— Given exercise —
Repeat verbatim every line from the one containing "segment shower ceiling" through the last line of the records, including both ends.

======== Exercise materials

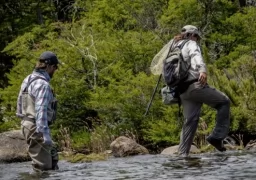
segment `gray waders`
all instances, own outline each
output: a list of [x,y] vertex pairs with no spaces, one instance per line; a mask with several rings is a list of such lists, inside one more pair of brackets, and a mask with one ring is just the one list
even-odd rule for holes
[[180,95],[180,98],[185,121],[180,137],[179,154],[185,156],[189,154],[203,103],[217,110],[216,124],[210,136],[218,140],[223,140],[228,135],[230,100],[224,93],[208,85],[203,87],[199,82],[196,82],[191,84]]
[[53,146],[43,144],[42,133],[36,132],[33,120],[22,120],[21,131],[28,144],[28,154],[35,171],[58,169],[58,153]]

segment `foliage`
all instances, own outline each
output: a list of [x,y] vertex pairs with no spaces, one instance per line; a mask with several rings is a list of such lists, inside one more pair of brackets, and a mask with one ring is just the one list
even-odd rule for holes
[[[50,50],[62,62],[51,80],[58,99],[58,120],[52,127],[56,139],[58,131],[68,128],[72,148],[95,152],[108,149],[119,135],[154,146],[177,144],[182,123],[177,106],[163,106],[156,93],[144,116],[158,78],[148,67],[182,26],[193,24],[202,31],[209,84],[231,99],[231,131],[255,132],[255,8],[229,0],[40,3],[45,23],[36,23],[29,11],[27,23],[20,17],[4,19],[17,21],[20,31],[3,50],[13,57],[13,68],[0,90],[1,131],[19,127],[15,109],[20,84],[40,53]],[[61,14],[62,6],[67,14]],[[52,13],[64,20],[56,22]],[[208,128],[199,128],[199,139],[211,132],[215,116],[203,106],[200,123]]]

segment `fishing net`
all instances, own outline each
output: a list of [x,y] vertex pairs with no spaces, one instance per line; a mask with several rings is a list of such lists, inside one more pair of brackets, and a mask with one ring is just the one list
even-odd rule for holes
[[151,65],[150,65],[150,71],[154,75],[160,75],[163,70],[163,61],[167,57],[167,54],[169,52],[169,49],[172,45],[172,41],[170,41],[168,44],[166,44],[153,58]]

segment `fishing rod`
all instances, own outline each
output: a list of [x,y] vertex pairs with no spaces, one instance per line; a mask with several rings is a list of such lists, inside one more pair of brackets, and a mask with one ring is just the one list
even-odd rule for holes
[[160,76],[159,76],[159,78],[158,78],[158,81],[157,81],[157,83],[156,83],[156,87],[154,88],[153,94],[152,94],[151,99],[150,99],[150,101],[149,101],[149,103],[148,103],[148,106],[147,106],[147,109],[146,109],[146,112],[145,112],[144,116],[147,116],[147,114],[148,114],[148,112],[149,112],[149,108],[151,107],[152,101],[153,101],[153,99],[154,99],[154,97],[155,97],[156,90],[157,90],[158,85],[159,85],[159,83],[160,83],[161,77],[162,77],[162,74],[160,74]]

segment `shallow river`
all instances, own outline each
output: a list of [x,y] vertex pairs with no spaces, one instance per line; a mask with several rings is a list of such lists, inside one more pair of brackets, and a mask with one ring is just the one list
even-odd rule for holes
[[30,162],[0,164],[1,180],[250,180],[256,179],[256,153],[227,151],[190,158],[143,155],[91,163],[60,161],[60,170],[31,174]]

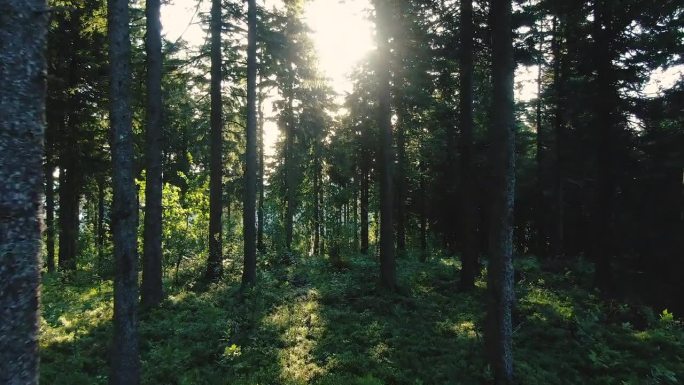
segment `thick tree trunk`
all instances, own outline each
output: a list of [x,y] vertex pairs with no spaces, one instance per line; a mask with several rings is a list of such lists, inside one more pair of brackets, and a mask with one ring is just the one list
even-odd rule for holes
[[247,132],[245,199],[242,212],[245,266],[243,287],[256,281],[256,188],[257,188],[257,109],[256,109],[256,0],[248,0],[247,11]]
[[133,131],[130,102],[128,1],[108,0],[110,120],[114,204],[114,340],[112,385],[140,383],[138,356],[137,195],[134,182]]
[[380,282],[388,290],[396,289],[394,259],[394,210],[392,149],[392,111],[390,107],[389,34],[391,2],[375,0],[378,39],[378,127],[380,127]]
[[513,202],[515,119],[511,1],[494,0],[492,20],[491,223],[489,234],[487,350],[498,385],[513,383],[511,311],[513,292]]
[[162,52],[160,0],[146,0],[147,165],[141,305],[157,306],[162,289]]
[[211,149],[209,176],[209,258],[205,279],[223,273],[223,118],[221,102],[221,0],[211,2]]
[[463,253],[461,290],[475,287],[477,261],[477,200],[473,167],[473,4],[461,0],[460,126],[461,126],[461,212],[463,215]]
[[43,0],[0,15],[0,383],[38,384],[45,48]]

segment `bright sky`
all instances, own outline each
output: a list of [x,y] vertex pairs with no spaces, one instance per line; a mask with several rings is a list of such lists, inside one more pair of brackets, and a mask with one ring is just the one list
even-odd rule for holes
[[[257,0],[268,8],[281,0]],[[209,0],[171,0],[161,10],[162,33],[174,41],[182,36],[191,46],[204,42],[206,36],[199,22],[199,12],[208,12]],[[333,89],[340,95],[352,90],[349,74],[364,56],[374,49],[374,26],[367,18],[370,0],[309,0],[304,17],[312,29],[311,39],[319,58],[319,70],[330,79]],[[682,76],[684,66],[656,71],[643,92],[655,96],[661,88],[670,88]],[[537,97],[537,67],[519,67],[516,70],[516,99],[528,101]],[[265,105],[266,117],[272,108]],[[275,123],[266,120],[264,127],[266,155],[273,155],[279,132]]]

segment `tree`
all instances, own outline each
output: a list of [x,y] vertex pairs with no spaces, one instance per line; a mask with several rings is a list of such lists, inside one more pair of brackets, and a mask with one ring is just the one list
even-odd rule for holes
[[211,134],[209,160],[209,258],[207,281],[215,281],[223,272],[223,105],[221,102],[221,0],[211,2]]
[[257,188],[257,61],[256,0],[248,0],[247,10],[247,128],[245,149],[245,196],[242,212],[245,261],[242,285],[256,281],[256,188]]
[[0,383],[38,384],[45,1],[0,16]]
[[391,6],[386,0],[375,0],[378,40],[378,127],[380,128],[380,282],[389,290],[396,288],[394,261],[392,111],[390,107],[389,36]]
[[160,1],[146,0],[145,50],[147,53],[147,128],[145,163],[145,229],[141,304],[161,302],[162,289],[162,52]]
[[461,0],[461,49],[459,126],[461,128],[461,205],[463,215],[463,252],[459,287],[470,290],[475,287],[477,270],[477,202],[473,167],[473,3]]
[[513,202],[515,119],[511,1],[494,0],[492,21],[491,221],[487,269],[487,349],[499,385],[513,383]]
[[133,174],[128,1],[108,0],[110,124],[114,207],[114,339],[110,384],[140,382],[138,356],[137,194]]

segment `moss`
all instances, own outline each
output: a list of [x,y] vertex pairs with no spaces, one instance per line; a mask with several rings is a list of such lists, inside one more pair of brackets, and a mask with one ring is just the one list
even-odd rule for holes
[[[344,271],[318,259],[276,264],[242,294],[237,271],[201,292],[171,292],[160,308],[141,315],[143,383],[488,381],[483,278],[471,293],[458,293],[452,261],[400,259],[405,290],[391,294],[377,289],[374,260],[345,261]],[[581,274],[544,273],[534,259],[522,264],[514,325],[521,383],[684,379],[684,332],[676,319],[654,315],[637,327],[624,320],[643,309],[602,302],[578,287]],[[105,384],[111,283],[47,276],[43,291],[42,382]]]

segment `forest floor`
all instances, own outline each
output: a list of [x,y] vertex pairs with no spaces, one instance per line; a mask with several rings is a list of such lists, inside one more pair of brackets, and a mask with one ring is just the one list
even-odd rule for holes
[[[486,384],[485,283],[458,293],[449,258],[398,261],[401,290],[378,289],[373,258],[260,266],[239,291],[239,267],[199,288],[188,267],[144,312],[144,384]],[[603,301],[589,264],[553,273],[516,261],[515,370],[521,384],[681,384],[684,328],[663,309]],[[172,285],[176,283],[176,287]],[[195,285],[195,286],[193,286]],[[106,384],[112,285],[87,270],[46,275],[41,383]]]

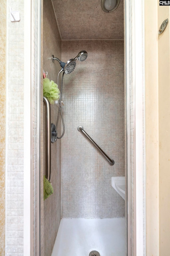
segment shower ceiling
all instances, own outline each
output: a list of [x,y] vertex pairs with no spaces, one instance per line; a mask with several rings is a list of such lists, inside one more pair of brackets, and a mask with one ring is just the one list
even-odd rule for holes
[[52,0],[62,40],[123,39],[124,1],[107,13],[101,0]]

================

— Correct response —
segment shower ceiling
all instances, own outline each
output: a list of [x,y] vertex pairs with no spaces, one instance per line; a mask with several rings is a list of such lists, inside one more pair of brackets, and a mask with one ring is just the one list
even-odd rule for holes
[[52,0],[62,40],[123,39],[124,1],[107,13],[101,0]]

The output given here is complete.